DIRECTIONS FOR THIS TASK: Reproduce the records word for word, from the line containing "[tag] metal railing: a pin per instance" through the line containing "point(165, 138)", including both of those lines. Omit the pictures from your copy.
━━━ LISTING ━━━
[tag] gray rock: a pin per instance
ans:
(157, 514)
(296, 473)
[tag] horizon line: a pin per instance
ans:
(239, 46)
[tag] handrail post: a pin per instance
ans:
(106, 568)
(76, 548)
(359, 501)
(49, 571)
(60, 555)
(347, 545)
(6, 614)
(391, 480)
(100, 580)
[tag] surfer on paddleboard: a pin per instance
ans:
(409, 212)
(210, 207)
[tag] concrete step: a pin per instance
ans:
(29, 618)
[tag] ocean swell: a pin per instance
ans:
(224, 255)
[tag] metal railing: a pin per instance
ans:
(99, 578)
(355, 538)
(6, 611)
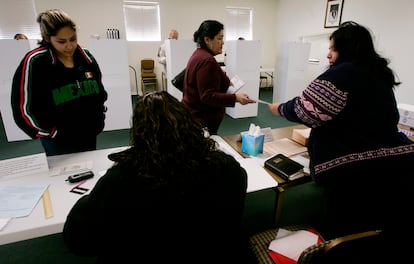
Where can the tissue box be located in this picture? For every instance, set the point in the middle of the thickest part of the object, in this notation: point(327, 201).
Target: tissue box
point(252, 145)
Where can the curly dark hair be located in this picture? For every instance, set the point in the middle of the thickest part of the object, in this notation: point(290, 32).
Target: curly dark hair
point(165, 138)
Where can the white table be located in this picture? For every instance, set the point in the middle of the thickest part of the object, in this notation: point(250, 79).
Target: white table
point(62, 200)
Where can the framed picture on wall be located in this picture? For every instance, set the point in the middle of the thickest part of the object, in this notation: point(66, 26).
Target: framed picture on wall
point(333, 13)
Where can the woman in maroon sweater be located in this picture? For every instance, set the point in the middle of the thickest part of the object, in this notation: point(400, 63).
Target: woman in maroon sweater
point(205, 83)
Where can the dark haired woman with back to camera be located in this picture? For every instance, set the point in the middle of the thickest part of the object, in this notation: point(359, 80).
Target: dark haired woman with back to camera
point(205, 83)
point(172, 197)
point(357, 154)
point(57, 92)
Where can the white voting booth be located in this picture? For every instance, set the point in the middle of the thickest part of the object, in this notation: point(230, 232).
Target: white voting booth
point(112, 57)
point(291, 71)
point(243, 59)
point(177, 51)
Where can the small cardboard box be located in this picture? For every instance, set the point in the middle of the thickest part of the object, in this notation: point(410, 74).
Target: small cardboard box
point(301, 136)
point(252, 145)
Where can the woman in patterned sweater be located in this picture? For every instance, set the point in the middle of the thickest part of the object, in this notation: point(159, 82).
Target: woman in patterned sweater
point(355, 147)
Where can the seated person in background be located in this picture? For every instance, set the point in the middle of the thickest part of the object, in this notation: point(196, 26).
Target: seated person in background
point(20, 36)
point(172, 197)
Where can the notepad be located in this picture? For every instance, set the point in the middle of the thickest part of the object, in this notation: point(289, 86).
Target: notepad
point(237, 84)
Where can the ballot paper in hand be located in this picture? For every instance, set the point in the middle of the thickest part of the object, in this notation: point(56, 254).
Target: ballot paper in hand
point(236, 84)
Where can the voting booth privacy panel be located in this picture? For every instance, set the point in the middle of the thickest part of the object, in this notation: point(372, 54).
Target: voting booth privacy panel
point(112, 57)
point(178, 52)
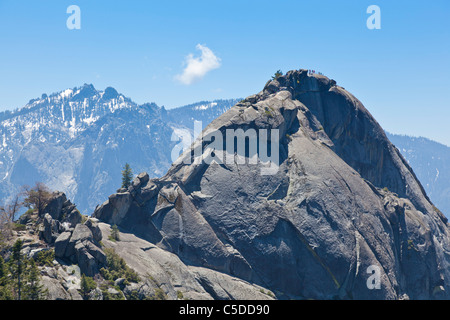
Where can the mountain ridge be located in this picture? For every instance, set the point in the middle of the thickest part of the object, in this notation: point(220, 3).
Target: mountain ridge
point(335, 207)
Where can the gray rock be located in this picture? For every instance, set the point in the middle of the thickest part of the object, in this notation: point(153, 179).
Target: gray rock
point(55, 205)
point(160, 269)
point(52, 228)
point(54, 289)
point(317, 225)
point(92, 224)
point(61, 244)
point(73, 218)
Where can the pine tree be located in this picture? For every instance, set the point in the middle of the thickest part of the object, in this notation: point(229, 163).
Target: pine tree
point(5, 288)
point(127, 176)
point(87, 285)
point(277, 74)
point(34, 290)
point(17, 267)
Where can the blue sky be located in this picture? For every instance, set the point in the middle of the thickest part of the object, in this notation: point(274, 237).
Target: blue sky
point(401, 73)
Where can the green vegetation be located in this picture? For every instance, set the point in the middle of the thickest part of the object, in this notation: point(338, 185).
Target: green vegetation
point(159, 295)
point(87, 285)
point(45, 257)
point(117, 268)
point(19, 277)
point(18, 227)
point(277, 74)
point(114, 236)
point(127, 176)
point(37, 197)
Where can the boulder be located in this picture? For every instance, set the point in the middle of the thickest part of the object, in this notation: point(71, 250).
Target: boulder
point(55, 205)
point(61, 244)
point(314, 226)
point(92, 224)
point(51, 230)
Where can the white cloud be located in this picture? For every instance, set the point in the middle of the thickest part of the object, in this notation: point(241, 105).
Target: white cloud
point(197, 68)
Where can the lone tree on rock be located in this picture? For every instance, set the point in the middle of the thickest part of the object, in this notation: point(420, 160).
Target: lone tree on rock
point(37, 197)
point(127, 176)
point(277, 74)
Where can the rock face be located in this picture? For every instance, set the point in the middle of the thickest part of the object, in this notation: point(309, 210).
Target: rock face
━━━
FINISHED TASK:
[tag] metal railing: a pin per instance
ans:
(99, 578)
(355, 538)
(6, 611)
Where can the tissue box be located in this picture? For every instance, set the point in the middle of the thickest part of the object, in this notation: point(327, 201).
Target: tissue box
point(252, 145)
Where can the curly dark hair be located in this picture? For every instance, set the point in the middle of the thickest part of the object, in this notation: point(290, 32).
Target: curly dark hair
point(165, 138)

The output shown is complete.